The task —
Copy every entry verbatim and skip the pictures.
-- Provided information follows --
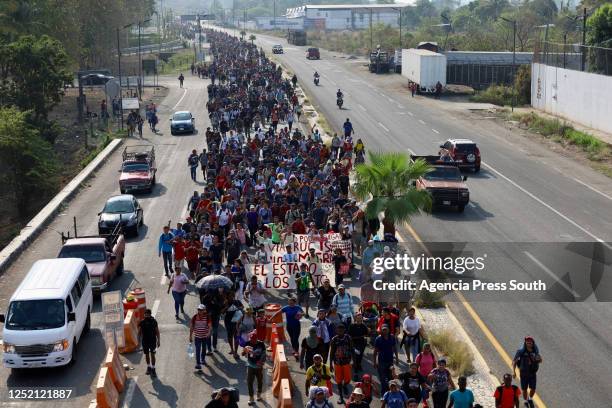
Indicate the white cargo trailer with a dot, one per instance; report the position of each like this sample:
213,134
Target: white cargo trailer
425,68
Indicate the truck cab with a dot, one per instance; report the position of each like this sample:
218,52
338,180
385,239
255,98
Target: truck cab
445,183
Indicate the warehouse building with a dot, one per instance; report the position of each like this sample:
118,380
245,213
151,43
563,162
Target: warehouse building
345,16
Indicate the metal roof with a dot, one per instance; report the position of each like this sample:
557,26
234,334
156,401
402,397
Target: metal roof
487,57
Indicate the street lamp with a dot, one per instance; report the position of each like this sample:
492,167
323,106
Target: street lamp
119,63
513,22
140,23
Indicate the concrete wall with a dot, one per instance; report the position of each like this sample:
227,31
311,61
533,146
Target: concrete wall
578,96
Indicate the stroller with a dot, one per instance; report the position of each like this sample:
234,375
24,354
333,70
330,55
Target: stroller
370,312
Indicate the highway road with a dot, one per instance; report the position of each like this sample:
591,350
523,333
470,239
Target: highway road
524,193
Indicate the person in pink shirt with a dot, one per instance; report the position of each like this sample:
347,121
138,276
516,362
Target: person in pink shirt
178,284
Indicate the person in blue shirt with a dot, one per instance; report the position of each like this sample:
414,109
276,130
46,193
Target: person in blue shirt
462,397
165,248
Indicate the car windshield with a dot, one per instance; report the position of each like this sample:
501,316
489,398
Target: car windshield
135,167
86,253
182,116
118,207
444,173
36,314
466,148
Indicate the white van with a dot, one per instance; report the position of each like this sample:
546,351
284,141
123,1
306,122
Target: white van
47,314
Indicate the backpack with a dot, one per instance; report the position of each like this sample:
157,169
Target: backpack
501,391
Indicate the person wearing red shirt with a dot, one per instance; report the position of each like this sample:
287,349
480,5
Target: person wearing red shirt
192,252
178,245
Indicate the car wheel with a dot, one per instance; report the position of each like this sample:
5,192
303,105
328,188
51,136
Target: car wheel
87,326
120,268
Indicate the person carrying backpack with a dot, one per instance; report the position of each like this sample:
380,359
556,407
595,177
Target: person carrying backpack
507,394
528,360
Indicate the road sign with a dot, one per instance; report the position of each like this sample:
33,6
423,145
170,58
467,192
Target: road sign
112,309
130,104
112,88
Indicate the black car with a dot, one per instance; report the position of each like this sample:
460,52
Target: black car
182,122
122,208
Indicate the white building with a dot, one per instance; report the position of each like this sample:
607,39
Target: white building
345,16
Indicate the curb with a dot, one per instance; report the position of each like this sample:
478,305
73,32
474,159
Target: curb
44,216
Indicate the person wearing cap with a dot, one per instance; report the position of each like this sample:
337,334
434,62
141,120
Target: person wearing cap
528,360
255,352
223,399
441,381
395,397
148,332
318,375
341,355
178,285
165,248
385,348
507,395
319,399
462,397
344,303
357,399
199,330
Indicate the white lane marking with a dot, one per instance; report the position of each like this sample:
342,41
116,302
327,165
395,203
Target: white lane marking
551,274
180,100
129,395
560,214
592,188
155,307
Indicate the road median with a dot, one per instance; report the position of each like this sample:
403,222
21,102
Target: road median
36,225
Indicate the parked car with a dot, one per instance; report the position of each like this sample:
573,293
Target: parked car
445,183
47,315
313,53
464,152
182,122
138,169
103,255
123,209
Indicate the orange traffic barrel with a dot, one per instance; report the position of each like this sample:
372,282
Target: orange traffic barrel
271,309
139,294
129,303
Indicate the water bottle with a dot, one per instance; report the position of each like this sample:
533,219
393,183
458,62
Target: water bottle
190,352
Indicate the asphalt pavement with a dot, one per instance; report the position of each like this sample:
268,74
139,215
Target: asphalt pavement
524,193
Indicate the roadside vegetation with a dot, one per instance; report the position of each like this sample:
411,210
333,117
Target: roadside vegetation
459,357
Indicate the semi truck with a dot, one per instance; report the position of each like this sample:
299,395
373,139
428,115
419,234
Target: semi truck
425,68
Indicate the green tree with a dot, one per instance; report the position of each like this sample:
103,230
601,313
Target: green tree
387,183
29,165
33,72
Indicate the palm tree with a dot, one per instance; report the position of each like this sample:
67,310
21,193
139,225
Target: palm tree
387,182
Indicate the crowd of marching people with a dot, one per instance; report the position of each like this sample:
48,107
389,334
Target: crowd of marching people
264,179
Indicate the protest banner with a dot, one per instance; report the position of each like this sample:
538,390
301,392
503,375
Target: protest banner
281,275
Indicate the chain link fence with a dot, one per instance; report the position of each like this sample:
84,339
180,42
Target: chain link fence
577,57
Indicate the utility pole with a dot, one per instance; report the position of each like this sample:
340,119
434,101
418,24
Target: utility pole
120,89
583,62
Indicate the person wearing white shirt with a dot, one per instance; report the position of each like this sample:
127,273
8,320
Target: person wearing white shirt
412,329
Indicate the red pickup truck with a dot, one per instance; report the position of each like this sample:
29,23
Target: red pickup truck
138,169
103,255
-- Provided information concluded --
Exercise response —
Indicate the white cargo trailer with a dot, one per instance; report the position of each like this sample:
213,134
Target: white cargo trailer
425,68
Indicate the truck cab with a dot, one per instance; report the position of each like this sample:
218,52
338,180
385,239
255,98
Target: truck cab
445,183
Indicate the warehouse building with a dot, one per instance; report the position of each like this sample:
118,380
245,213
151,43
563,162
Target: warehouse building
345,16
Indicate the metal roof with a dot, one per instance; report the position of each like this sample:
557,26
234,334
156,401
402,397
Target: metal roof
487,57
Indicate the street lamp with a dot, one per instance; report the position of each like this sample:
492,167
323,106
Target: street lamp
119,63
513,22
140,23
Indicate the concrete wall with a dot, one per instance; report the position of each like this sample:
227,31
311,61
533,146
Target: concrete wall
578,96
Indicate the stroller with a dot, one per instance; report the position of each like this sample:
234,375
24,354
333,70
330,55
Target: stroller
370,312
Indicate the highway road with a dot, one per instance; report the position of each like this sample:
591,350
523,333
470,239
Target: highway road
524,193
Indicate the person in pink shirt with a dot, one per instance; report the position of each like this sample:
347,121
138,276
516,362
Target: person in pink shirt
178,284
Indicate the person in blue shirt with a dot, one per instance; report the position of each like this sample:
414,109
276,130
46,193
Target: person in blue shirt
462,397
165,248
Indicate the car windshield with a dot, one per instance; report the position of each like this sample:
501,316
489,398
Target: car windshield
135,167
86,253
182,116
118,207
444,173
36,314
466,148
Indicate the white van with a dot, one per instance; report the position of each like this sample:
546,351
284,141
123,1
306,122
Target: white van
47,314
Indicate the backpack with a dot, one per instance; report the position of each like this sample:
157,169
Target: backpack
501,391
Indicate the person wearing red shirt with a dot, one per instance; report the position of each like this sample:
287,349
480,5
Target: person wearing red shirt
192,252
178,245
Indicate the car wheel with a dot, one per instance; report the position of each like this sample:
5,192
303,105
328,188
51,136
Target: car wheel
87,326
120,268
Indicate the person carrying backpack with a dot, one per instance; report the position of each like this sample:
380,359
556,407
595,177
Target: person carrying backpack
507,394
528,360
Indicate the road sign with a dot, one per instance; report the position of each like this sample:
33,6
423,145
170,58
467,192
Target: road sign
112,309
130,104
112,88
Indicate the black car with a dot, one per instance; report the position of each like this sample:
460,52
Target: black car
182,122
122,208
Indicate the white building with a dot, one per instance; report the position of each like this sample:
607,39
Target: white building
345,16
Indicate the curb with a dot, one per instance; report the position of each like this sample:
478,305
73,32
474,159
Target: curb
44,216
Indicate the person wearing cap with a dot, one per instance; report the position of each like this sample:
337,334
434,62
141,120
Target: person wearing cap
528,360
255,352
223,399
441,381
395,397
148,332
318,375
341,355
178,285
165,248
385,348
507,395
319,399
462,397
344,303
357,399
199,330
Indicate the white lane marking with a dot, one per instance; report the position of each like this sample:
342,41
116,302
327,165
395,203
Target: white lane marking
551,274
180,100
129,395
560,214
592,188
155,307
Indicate the road median with a dot, one per instance; report the position of each like this sample:
403,222
21,102
Target: road median
36,225
Indicate the parked car with a dot, one per instance; report the position of each like this sample:
573,293
Target: parked car
445,183
47,315
313,53
464,152
182,122
138,169
103,255
123,209
Indicate the orange traffic barrel with a dot, one per instance; report the position of each like this sample:
372,282
Target: orange traffic barrel
271,309
139,294
129,303
Indicate the water bottle with a dot, one per instance; report the position of each like this sample:
533,219
393,183
458,62
Target: water bottle
190,352
Indicate the asphalt pavement with a dot, one per instance; report the position of each like this sample:
268,74
139,215
Target: asphalt pavement
524,193
Indicate the roadside vegetation with a dot, one per instance; report the position of each like this sample:
411,210
333,117
Target: roadside vegetation
459,357
Indicate the semi truck with a dot, one per instance; report the position of each like this sample:
299,395
373,139
428,115
419,234
Target: semi truck
425,68
Indicate the green tree with a dot, one per instance; report the position of each like this sample:
103,230
601,313
Target: green tree
387,183
29,165
33,72
Indicate the palm tree with a dot, one per instance; report the position of each like this sample:
67,310
21,193
139,225
Target: palm tree
387,182
Indicate the crowd of marching people with a dot, one per instance; report the position of each like this sample:
48,107
389,334
Target: crowd of marching people
264,179
Indicate the protest banner with a dot, one per instance; report the position of each like this sample:
538,390
301,392
503,375
Target: protest banner
281,275
Indicate the chain link fence with a dot, one per instance; report the position of each like this sample:
84,339
180,42
Target: chain link fence
577,57
Indicate the utility pole with a dot, one per instance; report the position of each like this sample:
340,119
434,101
418,24
Target: utility pole
120,89
583,62
Indicate the person wearing white shirt with a dot, one per instance; report the position of each like this sample:
127,273
8,320
Target: person wearing white shirt
412,329
Indicate the red pickup truck with a dot, one per instance; report the position of each like this sample:
29,23
Target: red pickup truck
138,169
103,255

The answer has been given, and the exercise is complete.